■ Written instruction ■
Copy every record word for word.

■ Task input ■
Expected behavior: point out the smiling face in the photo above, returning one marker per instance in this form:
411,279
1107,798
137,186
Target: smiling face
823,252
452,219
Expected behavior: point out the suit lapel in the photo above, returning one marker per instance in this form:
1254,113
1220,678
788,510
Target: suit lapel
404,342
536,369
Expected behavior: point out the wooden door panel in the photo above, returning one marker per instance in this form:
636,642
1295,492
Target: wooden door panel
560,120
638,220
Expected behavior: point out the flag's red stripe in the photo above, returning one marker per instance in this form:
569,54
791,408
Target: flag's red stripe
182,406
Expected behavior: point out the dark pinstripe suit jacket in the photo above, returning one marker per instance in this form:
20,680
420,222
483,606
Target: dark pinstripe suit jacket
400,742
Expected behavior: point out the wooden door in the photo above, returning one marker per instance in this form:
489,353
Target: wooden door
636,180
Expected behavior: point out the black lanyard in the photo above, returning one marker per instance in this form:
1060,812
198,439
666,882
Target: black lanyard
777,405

■ The solution ■
Expected behavior: point out the smiling face in the photo above, returning one marker per instance in this form:
411,279
1107,798
137,186
Target: smiling face
823,252
452,219
Expected behavior: point out the suit lapel in the photo above, returning one marker per instance in this form:
1254,113
1220,678
788,510
Target: suit lapel
404,342
536,369
Expected behavior: point out the wooden door panel in the photo above, returning one marker per instance in this form:
636,642
1295,492
Target: wooden door panel
560,120
638,220
Expected behavior: point out the flag's red stripe in the photo above, returning one marker per instance in this form:
569,54
791,408
Target: flag's red stripe
182,406
Expected behavior: point out the dark pinstripe suit jacket in the photo above, returning one marker per instance in this form:
20,680
420,222
483,606
Target: dark pinstripe suit jacket
400,742
Expected behavior: point out the wooden door in the photo above, returning one marker per instance in this form:
489,353
Target: wooden door
636,180
Expected behavior: point out the black lanyard in the photo above, returning one marker per instance in this form:
1060,812
198,439
666,882
Target: black lanyard
777,405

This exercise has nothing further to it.